## BEGIN AVAILABLE RECORDS

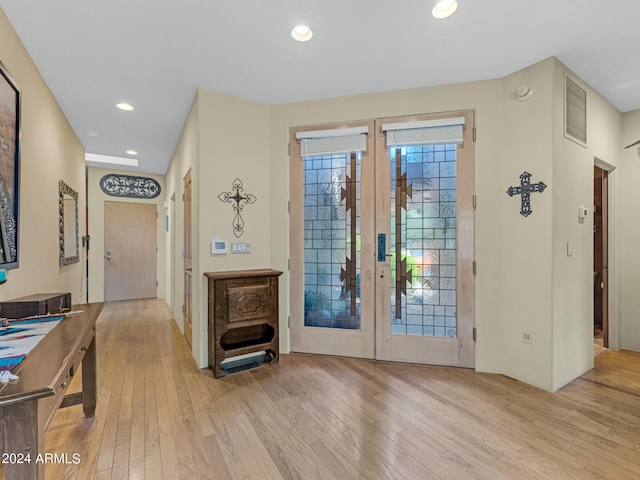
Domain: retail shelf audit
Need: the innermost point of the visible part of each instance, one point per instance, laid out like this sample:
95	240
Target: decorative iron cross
525	189
240	202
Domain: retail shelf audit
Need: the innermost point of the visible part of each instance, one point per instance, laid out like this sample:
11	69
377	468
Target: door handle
382	247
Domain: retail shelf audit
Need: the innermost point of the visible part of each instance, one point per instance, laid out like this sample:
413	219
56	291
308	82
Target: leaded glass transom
332	241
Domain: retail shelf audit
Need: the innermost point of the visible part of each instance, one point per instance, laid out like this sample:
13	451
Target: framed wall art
9	169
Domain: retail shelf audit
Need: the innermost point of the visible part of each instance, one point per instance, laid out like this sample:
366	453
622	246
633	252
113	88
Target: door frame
460	350
610	309
187	272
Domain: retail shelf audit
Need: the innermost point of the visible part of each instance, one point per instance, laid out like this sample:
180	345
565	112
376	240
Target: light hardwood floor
316	417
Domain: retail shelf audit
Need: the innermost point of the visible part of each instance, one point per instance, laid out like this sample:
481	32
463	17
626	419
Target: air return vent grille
575	112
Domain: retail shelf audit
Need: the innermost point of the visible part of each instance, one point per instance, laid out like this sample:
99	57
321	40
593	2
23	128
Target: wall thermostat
219	246
583	212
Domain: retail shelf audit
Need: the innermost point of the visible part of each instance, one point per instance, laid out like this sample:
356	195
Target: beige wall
186	159
96	200
627	267
525	245
50	152
572	279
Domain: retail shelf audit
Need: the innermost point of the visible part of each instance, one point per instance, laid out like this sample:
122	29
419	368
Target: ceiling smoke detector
444	8
302	33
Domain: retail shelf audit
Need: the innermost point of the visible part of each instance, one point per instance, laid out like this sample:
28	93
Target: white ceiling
154	54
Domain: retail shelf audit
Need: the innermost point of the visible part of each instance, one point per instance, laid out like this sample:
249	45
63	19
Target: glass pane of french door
332	250
424	279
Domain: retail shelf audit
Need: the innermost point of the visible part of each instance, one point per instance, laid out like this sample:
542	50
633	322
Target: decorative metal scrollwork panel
129	186
240	202
525	189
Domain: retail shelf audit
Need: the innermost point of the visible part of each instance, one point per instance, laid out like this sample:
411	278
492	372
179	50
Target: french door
382	239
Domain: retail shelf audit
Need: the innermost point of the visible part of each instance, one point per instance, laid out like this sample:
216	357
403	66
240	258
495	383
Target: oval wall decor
129	186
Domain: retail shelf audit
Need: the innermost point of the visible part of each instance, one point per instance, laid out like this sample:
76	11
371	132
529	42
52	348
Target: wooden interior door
131	255
413	300
188	330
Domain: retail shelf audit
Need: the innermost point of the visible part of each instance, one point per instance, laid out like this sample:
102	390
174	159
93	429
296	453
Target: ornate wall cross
525	189
240	202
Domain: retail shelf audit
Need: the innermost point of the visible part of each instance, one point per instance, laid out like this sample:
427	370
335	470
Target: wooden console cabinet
243	315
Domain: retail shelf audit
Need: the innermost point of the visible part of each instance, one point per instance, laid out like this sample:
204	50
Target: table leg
89	380
21	441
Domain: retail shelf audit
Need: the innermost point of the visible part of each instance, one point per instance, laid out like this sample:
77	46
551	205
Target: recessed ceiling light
124	106
444	8
98	160
302	33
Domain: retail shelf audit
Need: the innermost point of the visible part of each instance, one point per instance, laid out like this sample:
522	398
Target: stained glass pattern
331	207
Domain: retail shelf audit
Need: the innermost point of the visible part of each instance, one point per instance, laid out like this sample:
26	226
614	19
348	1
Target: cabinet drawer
249	303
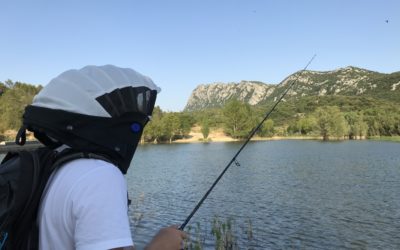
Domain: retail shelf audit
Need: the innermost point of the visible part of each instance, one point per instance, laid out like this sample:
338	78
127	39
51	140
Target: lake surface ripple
297	194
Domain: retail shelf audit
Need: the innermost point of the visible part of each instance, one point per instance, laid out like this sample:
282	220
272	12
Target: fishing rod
252	133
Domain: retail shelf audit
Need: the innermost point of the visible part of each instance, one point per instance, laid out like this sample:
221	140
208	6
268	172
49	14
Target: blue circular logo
136	127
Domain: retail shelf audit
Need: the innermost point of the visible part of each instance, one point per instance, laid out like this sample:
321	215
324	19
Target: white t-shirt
85	207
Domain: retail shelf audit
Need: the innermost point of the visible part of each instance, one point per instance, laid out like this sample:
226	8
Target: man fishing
99	113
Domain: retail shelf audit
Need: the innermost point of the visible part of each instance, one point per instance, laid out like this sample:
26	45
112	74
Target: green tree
205	128
267	129
170	126
238	118
14	98
357	126
153	130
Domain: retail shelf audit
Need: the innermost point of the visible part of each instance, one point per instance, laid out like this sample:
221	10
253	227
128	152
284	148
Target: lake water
297	194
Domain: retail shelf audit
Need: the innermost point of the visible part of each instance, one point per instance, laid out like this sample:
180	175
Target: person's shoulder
92	170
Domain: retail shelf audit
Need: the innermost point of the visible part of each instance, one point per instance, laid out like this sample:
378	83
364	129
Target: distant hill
349	81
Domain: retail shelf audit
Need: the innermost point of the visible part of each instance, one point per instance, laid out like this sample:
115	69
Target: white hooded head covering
76	90
97	109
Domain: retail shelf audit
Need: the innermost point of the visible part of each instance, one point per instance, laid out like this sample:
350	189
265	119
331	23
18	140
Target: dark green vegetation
349	103
224	234
14	96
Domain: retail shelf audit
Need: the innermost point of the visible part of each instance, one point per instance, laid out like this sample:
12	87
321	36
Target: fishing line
252	133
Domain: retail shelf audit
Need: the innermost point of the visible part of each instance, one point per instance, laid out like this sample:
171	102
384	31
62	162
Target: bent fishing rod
252	133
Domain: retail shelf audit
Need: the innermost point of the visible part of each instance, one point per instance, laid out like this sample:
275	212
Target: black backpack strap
69	155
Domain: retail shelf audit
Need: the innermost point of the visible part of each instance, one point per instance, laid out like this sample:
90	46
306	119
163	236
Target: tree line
330	117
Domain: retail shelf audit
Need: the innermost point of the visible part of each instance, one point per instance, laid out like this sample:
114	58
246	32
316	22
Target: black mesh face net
128	100
116	137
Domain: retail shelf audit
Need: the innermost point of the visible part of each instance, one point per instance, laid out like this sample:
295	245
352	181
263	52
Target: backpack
23	178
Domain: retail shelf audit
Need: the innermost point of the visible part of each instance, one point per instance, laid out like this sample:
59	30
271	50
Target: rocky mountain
347	81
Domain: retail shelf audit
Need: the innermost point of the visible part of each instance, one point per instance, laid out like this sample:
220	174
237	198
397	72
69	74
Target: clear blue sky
181	44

## END AVAILABLE RECORDS

TASK REQUIREMENTS: How many of the lines above contain the string "fishing"? Reply with the number alone.

OUTPUT FOR THIS TASK: 4